§ **TEXTO DE PARTIDA**
· · · · ·
El Príncipe de la Paz, Manuel Godoy, haciendo gala de perspicacia, tardó poco en autorizar a los ejércitos de Napoleón para que atravesaran España y ocuparan Portugal, tradicional aliado de Inglaterra y patria de los vinos de Oporto, muy estimados por la corte británica. Era Godoy un pedazo de persona: hermoso, pícnico y, para entonces, gordo y algo fofo. Le gustaban las mujeres y demás placeres de sobremesa y, con sus hazañas cameras, no malas, dio en pensar que disponía de un notable talento, gracias al que España fue invadida a la vez que Portugal, con la corte encantada por tan poderosos huéspedes, los afrancesados pasándose ediciones de la Enciclopedia Francesa, y el pueblo, abierto el ojo, preguntándose cómo nadie se daba cuenta de que, desde la morería, ningún ejército extranjero había pisado el solar español.
 
Eran el progreso, que nunca cesa en su carrera hacia las malas noticias, y la estupidez, unas veces congénita y otras de conveniencia. Los sucesos posteriores a la llegada de la “armée” francesa e imperial, siguen algo confusos. O sea, se sabe lo que pasó, pero no se sabe si Carlos y Fernando tenían siquiera caletre o estaban afectados por la regresión de algún cromosoma de origen francés.
· · · · ·
§ **DATOS EXTRAÍDOS**
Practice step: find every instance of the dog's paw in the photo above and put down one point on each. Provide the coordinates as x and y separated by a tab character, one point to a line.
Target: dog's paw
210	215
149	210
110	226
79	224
· · · · ·
§ **TAREAS POR REALIZAR**
[a] Según el texto sobre Godoy y la invasión napoleónica, ¿qué país era el tradicional aliado de Inglaterra?
[b] Retoma el texto sobre Godoy y la invasión napoleónica y continúalo a partir de su última oración.

§ **RESULTADOS DEL EJERCICIO**
[a] Portugal.

[b]
 
El caso fue que, abdicando los unos en los otros y teniendo en Bayona a Napoleón de juez (que ya era tentar a la suerte más de lo admitido), resultó rey de España José Bonaparte, José Primero, alias Pepe Botella, que sólo ha sido reivindicado cuando en España se ha vuelto a imponer la vieja costumbre de alabar a los invasores: árabes cultísimos y franceses benévolos e ilustrados, o sea, un ejemplo que más nos vale seguir en beneficio del teatro de variedades.
 
Todo parecía atado y bien atado, hechas las entregas de España y de su vergüenza al Emperador, con Murat en Madrid haciendo chistes sobre la lenidad de los altos mandos del Ejército Español y preparando planes por si el pueblo acababa dándose cuenta de la ilustración que le había caído encima.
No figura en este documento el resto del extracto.